## WHAT TO PRODUCE
Extract each record and reproduce it exactly.

## DATA ROWS
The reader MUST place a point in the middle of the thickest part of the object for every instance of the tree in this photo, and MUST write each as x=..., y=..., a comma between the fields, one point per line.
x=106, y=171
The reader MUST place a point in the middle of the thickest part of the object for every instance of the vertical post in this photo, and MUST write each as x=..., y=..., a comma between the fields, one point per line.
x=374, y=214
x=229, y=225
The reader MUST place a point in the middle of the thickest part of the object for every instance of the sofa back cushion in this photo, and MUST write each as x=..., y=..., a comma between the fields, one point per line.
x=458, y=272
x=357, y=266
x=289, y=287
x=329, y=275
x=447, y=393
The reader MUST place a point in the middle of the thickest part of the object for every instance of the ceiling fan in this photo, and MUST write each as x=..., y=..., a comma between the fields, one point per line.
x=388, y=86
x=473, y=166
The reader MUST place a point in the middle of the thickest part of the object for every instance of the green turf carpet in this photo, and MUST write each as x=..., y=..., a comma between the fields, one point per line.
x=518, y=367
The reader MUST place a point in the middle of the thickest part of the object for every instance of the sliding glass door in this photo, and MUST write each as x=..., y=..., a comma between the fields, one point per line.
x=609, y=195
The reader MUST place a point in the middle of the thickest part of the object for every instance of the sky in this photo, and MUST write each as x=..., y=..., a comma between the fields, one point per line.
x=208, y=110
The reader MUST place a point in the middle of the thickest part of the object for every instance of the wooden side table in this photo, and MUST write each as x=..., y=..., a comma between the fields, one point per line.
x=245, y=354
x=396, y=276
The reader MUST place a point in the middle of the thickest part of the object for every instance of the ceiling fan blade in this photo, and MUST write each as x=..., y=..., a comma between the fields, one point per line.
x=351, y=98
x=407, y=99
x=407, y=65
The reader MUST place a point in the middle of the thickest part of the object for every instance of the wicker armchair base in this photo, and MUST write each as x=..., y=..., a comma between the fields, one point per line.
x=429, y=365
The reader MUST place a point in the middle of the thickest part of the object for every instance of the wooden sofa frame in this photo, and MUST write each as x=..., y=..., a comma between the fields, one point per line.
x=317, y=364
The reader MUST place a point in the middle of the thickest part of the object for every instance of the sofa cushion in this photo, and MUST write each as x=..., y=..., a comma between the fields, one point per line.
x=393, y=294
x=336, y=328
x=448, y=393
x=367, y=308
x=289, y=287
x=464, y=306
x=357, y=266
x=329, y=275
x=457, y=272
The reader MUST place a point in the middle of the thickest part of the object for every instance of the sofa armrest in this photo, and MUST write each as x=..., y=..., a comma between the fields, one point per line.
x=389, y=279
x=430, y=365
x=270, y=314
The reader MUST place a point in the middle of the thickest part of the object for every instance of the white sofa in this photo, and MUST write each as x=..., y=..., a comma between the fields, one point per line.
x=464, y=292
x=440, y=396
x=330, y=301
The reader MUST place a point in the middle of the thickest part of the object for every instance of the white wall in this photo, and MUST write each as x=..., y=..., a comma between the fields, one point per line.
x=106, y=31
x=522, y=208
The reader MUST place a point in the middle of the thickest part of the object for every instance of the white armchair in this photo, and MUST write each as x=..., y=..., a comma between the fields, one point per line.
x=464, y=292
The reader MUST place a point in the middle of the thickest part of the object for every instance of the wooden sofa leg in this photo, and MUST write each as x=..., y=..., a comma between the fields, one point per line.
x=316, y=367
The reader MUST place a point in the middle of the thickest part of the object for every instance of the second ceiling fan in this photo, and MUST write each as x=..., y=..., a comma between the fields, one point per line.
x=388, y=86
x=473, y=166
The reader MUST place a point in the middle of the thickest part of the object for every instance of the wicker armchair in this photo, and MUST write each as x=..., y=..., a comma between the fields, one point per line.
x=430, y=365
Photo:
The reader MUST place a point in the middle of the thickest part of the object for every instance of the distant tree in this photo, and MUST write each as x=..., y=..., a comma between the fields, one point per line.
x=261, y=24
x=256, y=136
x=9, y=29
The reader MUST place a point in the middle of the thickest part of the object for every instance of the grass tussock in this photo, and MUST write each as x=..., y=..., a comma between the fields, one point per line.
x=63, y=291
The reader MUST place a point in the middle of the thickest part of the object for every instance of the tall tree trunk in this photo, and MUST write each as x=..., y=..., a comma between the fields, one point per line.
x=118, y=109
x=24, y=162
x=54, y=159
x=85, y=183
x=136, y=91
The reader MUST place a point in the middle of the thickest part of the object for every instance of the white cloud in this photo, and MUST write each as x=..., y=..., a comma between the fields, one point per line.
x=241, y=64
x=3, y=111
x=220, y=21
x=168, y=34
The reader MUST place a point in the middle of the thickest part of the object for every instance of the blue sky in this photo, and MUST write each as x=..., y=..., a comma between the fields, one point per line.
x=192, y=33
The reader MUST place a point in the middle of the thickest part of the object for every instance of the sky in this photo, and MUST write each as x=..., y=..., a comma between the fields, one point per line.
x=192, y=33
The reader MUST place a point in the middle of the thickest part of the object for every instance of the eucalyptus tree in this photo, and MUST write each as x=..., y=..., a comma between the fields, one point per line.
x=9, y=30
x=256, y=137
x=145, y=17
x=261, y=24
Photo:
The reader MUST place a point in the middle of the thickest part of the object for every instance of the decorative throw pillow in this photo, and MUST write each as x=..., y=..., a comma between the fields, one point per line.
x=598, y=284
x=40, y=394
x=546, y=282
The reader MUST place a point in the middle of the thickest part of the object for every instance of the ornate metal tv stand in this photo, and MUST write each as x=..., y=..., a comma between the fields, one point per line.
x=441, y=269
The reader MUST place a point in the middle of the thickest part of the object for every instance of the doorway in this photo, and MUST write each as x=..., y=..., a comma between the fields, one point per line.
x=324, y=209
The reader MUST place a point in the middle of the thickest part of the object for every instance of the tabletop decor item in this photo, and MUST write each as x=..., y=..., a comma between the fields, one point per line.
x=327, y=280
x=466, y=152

## FINAL RESULT
The reader MUST place a point in the middle of the thickest part of the object for every instance of the tree in this photo, and MUST write each as x=..., y=..., a comma between the fields, one point per line.
x=106, y=171
The reader MUST place a point in the middle of the thickest part of the object for every instance of the vertical post in this photo, and MUST write each as x=..., y=..., a comma between the fields, one point per line.
x=374, y=214
x=229, y=225
The reader MUST place a point in the middle of the thickest part of the object for every instance of the sofa back cushion in this photo, and MUST write each as x=..., y=..., a comma between the fields, one point per line.
x=458, y=272
x=357, y=266
x=289, y=287
x=329, y=275
x=447, y=393
The reader MUST place a point in the middle of the thickest part of the object for every instance of the ceiling fan in this photo, and MUST write each as x=..., y=..., a comma between the fields, one point per line.
x=388, y=86
x=473, y=166
The reader MUST place a point in the middle of the thickest part of the object for every instance of the green turf carpet in this photo, and MUST write each as x=..., y=..., a comma between the fields, one point per line.
x=518, y=367
The reader MUST place a point in the middle of the thickest part of the object for every instance of the sliding glass door in this photo, and MUST write each as x=..., y=..., a comma between the fields, one point per line.
x=609, y=195
The reader MUST place a point in the middle of the thickest part of the object for every instance of the sky in this photo, and MUST write each as x=..., y=..., a comma between the fields, one point per line.
x=208, y=110
The reader MUST place a point in the middle of the thickest part of the object for every instance of the wooden side table in this photo, and MUST write each as x=..., y=..., a comma between the fields, one point per line.
x=245, y=354
x=396, y=276
The reader MUST place a point in the middle of the thickest part of the object for every instance of the ceiling fan blade in this photo, and MUST write each as x=..., y=..., a comma between the fields, one point per line.
x=351, y=98
x=407, y=99
x=407, y=65
The reader MUST place a point in the middle of the thickest part of the object for every instance of the wicker armchair base in this photo, and MUST write each as x=..., y=..., a comma between the fields, one point per line.
x=429, y=365
The reader MUST place a point in the middle of the thickest part of the object for every instance of the wooden sofa frame in this photo, and MUST write each as x=..., y=..., a comma between the fields, one point per line.
x=317, y=364
The reader MUST place a point in the middle of the thickest part of the object for every instance of the sofa cushion in this photo, and MUST write each as x=..., y=..., a comma between the fields, one point per line.
x=393, y=294
x=336, y=328
x=448, y=393
x=367, y=308
x=289, y=287
x=464, y=306
x=357, y=266
x=329, y=275
x=457, y=272
The reader MUST place a point in the middle of the thickest part of the object for every instance of the sofa armrest in this photo, and MUST write each as x=..., y=..., a comma between the fields, one point per line.
x=389, y=279
x=430, y=365
x=270, y=314
The reader MUST place a point in the middle of the thickest part of the object for every instance of the white sofa in this photo, and MUST write each as x=..., y=..., a comma between the fields, one point per line.
x=464, y=292
x=440, y=396
x=330, y=301
The reader MUST place a point in the middle of the thickest part of the object for every instance of the white wall in this photo, and MUST write each as x=..., y=..., a comma between the fields, one point per line.
x=106, y=31
x=522, y=208
The reader MUST place a point in the middle of the thickest part of the object for every instance of the white armchair in this photo, and MUST write each as x=..., y=..., a comma between the fields, one point per line.
x=464, y=292
The reader MUST place a point in the middle of the thickest part of the object for every instance of the wooden sofa leg in this photo, and MUST write each as x=..., y=..., a comma between the fields, one point per line.
x=316, y=367
The reader MUST place a point in the middle of the thickest part of the object for every instance of the second ceiling fan in this photo, and MUST write each as x=..., y=..., a comma between the fields, one point per line.
x=388, y=86
x=473, y=166
The reader MUST place a point in the middle of the thickest part of the object for every instance of the wicker armchair in this photo, and MUST write each as x=..., y=..., a comma between the fields, one point per line.
x=430, y=365
Photo:
The reader MUST place a point in the middle of the thickest part of the object for every instance of the distant tree in this photo, and MUST write each as x=..., y=..., a comma between the fields, one point per line.
x=261, y=24
x=256, y=136
x=9, y=29
The reader MUST place a point in the middle of the thickest part of the object for every instance of the grass tussock in this photo, and MUST write each as x=..., y=..., a comma between the fields, one point per line.
x=63, y=291
The reader MUST place a point in the middle of the thickest part of the object for every instance of the tall tree trunk in this photo, and MUST write each as x=..., y=..., a comma between the fields, one point per line.
x=118, y=109
x=24, y=162
x=54, y=159
x=85, y=183
x=136, y=91
The reader MUST place a point in the middle of the thickest part of the object for every instance of the white cloud in this photo, and MUST write each as x=..., y=..., a comma between the fields, one point per line.
x=241, y=64
x=3, y=111
x=220, y=21
x=168, y=34
The reader MUST place a point in the middle of the thickest part of the object for every instance of the blue sky in this photo, and MUST write each as x=..., y=..., a comma between the fields, one point per line.
x=192, y=33
The reader MUST place a point in the middle of the thickest part of the object for every instance of the sky in this photo, and MUST write each as x=..., y=..., a comma between the fields, one point per line.
x=192, y=33
The reader MUST place a point in the middle of the thickest part of the object for every instance of the eucalyptus tree in this photo, and MUST write each as x=..., y=..., a comma between the fields, one point per line.
x=9, y=30
x=256, y=137
x=145, y=17
x=261, y=24
Photo:
The reader MUST place a point in the middle of the thickest part of the object for every instance of the decorative throw pillow in this photo, and MUST write each as x=..., y=..., a comma between the fields, one point per line.
x=598, y=284
x=40, y=394
x=546, y=282
The reader MUST place a point in the middle of the thickest part of the object for every instance of the ornate metal tv stand in this photo, and MUST write each as x=..., y=..., a comma between the fields, one point per line.
x=441, y=269
The reader MUST place a point in the middle of the thickest part of the object for every instance of the doorway in this photo, and MUST write each as x=..., y=..., a comma between the fields, one point per line.
x=324, y=209
The reader MUST place a point in the middle of the thickest part of the object for every instance of the tabletop decor item in this photo, and MUST write each as x=..., y=..., a comma between the fields, one point per line.
x=327, y=280
x=466, y=152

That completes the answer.